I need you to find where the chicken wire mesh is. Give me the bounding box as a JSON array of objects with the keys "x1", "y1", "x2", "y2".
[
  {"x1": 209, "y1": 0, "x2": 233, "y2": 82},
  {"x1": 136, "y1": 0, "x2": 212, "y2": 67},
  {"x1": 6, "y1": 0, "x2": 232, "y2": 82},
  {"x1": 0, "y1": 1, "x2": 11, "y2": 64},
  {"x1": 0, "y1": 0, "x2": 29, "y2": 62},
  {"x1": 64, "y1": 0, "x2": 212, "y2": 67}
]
==================================================
WRITTEN PROBLEM. Reproduce the data above word for word.

EXERCISE SOLUTION.
I need you to find where the chicken wire mesh is. Give me the bounding box as a JSON array of objects with the keys "x1", "y1", "x2", "y2".
[
  {"x1": 209, "y1": 0, "x2": 233, "y2": 82},
  {"x1": 136, "y1": 0, "x2": 212, "y2": 67},
  {"x1": 6, "y1": 0, "x2": 232, "y2": 82},
  {"x1": 0, "y1": 1, "x2": 11, "y2": 64},
  {"x1": 0, "y1": 0, "x2": 29, "y2": 62},
  {"x1": 64, "y1": 0, "x2": 212, "y2": 67}
]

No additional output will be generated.